*Passage for review*
Ex and I split when son was 2 (he’s 11 next week). Ex promptly moved an hour away and since then has son 1 night a week unless he’s got plans where he won’t see him at all.

Ex has always point blank refused to help during the week even though I’ve asked him to a number of times during the year due to the “distance”. He has never been to a sports day, parents evening, didn’t come to view high schools even though I asked him to, didn’t come to hospital when son needed emergency surgery and a couple of weeks ago refused to have him as son had a cold and ex and his wife didn’t want germs in their house 🙈😂 it’s sons birthday next week and I’m throwing him a party and ex is going on stag do.

Our son suffers from migraines and over the last year has had a number of instances of being sent home from school with one as they make him vomit (he’s under paeds). Every time this happens school won’t let him back for 48 hours even though the sickness is related to his migraine but what I’m so irritated with is that it always falls on me to miss work when this happens. He never ever helps in these situations. It’s happened today again and I had to leave work and my boss as lovely as he is told me it’s becoming a concern as i am missing so much work which I completely agree with.

*Your goal*
Extend the post about a parent left alone to cover a son's migraine days, picking up right after its final sentence.

*Provided data*
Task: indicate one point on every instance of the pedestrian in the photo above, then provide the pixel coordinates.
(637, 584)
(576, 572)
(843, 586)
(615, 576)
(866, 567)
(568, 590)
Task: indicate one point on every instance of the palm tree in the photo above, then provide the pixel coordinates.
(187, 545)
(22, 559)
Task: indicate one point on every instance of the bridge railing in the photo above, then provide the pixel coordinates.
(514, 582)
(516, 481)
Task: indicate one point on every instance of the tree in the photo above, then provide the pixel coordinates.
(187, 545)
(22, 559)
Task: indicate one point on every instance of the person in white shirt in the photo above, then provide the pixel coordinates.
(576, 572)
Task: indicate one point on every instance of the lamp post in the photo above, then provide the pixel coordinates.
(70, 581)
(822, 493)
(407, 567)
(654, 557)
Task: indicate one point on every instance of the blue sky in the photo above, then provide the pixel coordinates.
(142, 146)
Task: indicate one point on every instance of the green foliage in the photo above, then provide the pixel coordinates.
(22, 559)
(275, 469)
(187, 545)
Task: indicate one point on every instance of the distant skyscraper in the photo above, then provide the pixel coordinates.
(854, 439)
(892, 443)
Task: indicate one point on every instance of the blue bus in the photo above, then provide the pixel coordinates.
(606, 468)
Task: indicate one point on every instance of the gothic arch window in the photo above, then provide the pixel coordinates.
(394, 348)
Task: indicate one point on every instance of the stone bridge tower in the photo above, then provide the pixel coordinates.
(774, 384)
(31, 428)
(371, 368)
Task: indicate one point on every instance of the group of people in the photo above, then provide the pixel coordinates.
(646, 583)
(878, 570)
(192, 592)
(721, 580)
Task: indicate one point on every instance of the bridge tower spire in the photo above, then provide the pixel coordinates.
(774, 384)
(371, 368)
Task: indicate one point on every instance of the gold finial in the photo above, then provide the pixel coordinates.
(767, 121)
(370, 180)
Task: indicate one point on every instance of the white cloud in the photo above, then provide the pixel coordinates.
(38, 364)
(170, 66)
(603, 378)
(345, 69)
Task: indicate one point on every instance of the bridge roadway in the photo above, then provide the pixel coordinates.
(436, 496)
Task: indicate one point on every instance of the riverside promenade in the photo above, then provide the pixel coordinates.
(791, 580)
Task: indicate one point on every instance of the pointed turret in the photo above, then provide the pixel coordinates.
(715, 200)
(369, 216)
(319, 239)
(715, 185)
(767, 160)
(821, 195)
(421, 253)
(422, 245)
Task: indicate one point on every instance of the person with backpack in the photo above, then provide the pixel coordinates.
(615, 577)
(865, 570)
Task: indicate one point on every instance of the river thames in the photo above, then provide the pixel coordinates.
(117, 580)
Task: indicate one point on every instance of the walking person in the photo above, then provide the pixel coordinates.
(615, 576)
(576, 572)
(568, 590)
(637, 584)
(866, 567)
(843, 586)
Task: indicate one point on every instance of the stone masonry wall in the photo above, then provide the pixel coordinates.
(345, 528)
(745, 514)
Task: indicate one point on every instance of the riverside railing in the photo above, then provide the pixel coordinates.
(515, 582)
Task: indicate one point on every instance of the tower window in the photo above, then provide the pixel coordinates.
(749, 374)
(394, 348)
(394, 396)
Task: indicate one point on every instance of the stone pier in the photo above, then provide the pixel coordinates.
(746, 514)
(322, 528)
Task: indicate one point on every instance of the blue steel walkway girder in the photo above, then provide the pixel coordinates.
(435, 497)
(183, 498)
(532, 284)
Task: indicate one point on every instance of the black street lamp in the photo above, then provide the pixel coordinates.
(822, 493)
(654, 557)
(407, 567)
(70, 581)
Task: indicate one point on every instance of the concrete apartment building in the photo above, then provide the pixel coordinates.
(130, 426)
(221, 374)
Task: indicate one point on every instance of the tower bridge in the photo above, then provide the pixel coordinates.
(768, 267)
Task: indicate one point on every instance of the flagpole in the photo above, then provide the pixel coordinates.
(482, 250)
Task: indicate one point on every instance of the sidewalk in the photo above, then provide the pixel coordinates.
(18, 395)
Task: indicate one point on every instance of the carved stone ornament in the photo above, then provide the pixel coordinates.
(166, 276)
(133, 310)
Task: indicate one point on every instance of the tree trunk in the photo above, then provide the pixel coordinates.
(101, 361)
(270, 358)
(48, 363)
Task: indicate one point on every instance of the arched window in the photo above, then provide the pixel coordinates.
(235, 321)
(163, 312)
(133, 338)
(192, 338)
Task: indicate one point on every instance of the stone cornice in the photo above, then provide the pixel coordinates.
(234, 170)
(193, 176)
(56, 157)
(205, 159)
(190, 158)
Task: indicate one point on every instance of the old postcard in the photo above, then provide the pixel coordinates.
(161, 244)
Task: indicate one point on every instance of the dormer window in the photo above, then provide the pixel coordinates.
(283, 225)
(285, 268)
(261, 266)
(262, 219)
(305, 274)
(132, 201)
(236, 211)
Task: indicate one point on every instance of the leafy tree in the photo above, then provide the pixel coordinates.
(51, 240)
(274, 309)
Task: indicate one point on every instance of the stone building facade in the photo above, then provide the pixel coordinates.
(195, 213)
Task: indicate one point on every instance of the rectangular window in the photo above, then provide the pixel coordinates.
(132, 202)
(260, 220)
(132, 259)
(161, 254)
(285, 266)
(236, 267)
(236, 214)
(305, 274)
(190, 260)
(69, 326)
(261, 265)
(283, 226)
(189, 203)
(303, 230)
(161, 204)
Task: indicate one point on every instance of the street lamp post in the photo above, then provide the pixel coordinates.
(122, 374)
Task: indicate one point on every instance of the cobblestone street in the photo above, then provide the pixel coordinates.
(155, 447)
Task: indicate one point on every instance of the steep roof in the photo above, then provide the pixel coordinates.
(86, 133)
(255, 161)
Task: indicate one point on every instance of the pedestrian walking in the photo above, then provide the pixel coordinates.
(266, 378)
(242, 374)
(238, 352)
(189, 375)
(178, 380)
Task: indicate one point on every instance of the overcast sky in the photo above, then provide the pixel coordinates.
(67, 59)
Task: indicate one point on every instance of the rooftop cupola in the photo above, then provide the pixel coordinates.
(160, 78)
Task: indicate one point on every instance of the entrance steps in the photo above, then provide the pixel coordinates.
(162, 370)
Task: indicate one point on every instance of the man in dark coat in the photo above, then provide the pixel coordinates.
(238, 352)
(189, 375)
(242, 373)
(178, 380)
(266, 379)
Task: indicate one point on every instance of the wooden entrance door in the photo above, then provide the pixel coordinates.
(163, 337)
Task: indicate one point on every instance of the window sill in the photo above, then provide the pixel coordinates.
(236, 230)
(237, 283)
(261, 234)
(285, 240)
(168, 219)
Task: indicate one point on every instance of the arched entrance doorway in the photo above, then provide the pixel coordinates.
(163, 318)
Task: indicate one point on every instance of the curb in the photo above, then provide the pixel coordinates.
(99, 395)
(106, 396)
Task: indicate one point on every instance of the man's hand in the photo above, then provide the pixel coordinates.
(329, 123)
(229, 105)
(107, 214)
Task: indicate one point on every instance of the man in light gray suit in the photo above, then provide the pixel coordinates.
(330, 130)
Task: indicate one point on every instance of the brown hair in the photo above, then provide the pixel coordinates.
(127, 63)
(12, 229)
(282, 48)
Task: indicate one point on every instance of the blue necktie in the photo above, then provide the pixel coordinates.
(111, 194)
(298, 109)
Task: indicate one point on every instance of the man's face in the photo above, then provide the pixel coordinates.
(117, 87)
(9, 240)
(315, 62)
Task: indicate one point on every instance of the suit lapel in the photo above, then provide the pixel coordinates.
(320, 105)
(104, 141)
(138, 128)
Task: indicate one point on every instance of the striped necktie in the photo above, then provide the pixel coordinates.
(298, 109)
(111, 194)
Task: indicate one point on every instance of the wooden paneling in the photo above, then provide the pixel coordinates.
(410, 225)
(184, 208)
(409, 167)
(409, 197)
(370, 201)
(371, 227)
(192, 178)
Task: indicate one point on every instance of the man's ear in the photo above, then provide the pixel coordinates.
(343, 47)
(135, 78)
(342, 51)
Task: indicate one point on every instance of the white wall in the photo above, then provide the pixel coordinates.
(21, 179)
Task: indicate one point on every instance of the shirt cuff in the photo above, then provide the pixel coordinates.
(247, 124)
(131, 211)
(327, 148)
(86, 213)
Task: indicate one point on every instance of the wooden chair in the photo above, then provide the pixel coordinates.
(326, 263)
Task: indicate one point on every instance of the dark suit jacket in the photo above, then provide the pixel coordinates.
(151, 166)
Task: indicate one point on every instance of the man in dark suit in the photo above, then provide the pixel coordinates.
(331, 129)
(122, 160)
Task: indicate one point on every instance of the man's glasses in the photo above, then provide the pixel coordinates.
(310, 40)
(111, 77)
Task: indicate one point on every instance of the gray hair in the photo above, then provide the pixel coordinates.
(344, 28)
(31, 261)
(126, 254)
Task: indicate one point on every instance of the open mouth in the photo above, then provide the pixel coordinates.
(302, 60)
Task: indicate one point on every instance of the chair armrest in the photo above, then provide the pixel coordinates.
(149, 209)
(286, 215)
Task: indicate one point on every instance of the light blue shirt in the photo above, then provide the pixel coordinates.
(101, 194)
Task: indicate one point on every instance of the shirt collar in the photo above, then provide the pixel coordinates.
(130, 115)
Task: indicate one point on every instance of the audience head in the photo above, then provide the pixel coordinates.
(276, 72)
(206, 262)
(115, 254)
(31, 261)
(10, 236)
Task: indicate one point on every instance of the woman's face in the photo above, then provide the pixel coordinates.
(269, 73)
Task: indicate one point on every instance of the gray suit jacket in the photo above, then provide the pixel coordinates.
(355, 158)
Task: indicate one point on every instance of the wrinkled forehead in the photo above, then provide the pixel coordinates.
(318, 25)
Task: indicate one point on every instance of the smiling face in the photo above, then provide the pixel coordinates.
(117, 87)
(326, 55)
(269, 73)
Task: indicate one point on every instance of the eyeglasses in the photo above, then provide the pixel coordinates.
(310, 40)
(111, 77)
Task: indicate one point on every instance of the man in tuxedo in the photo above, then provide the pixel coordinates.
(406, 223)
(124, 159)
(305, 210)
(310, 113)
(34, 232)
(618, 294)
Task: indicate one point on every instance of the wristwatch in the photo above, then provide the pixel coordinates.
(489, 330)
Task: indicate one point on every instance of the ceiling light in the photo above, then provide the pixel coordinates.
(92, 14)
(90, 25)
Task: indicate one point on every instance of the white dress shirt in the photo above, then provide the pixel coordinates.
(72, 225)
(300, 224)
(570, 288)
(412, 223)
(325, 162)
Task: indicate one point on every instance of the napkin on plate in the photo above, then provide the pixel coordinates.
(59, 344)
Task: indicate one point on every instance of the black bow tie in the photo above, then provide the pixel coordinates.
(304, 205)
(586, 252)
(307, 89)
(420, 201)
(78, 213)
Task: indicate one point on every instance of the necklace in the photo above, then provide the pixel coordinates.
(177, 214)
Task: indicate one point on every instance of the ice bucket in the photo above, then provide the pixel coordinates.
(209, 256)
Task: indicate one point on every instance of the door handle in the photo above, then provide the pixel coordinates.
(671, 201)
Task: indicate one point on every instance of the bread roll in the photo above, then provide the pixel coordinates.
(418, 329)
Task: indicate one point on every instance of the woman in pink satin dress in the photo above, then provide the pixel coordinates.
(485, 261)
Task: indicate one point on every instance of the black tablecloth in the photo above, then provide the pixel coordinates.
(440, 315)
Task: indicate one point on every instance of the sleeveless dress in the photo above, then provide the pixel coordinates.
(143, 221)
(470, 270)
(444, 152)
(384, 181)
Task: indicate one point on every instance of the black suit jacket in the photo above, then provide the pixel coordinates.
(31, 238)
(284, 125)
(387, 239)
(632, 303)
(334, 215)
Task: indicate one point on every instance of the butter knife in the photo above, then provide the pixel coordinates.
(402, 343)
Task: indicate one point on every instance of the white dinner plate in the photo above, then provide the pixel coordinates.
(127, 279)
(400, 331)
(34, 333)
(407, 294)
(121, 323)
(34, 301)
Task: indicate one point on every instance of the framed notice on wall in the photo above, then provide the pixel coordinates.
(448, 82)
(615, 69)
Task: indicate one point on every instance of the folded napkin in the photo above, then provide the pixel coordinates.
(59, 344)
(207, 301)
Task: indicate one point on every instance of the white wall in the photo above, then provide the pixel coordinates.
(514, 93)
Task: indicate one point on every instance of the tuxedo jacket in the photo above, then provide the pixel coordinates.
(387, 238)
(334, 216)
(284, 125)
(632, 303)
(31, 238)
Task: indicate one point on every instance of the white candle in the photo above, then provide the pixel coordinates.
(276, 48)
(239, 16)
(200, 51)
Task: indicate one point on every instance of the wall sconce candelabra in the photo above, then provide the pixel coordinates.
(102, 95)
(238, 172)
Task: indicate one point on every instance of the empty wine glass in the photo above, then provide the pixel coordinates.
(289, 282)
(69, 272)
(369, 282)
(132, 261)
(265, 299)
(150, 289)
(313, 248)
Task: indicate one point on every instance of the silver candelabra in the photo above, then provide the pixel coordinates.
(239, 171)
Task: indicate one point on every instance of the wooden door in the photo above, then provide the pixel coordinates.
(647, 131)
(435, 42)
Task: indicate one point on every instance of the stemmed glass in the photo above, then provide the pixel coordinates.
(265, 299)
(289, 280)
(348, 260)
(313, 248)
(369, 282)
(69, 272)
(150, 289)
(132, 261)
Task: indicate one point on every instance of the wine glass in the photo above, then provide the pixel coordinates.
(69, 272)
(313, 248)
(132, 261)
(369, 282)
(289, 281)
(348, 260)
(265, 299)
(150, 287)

*Answer for this exercise*
I called ex on leaving work and basically told him I’ve had enough, I don’t want my job on the line because he refuses to be an active parent. I told him he should be ashamed of himself for doing the bare minimum and that he needs to help me more. He replied that as I’m the primary carer it should fall on me and that his job is too important to just leave!! It’s because of me being the only active parent that has allowed him to get this amazing job where he earns ridiculous money whilst I find jobs to fit around the kids.

I am in no way ranting about being a mother, I adore my children and they will always come first but I am sick to death of him letting me do 95% of everything then still having a say on decisions for our son. If it were up to me we’d emigrate and try and have a nicer life somewhere else but because ex won’t allow it that can’t happen which sucks but that’s life.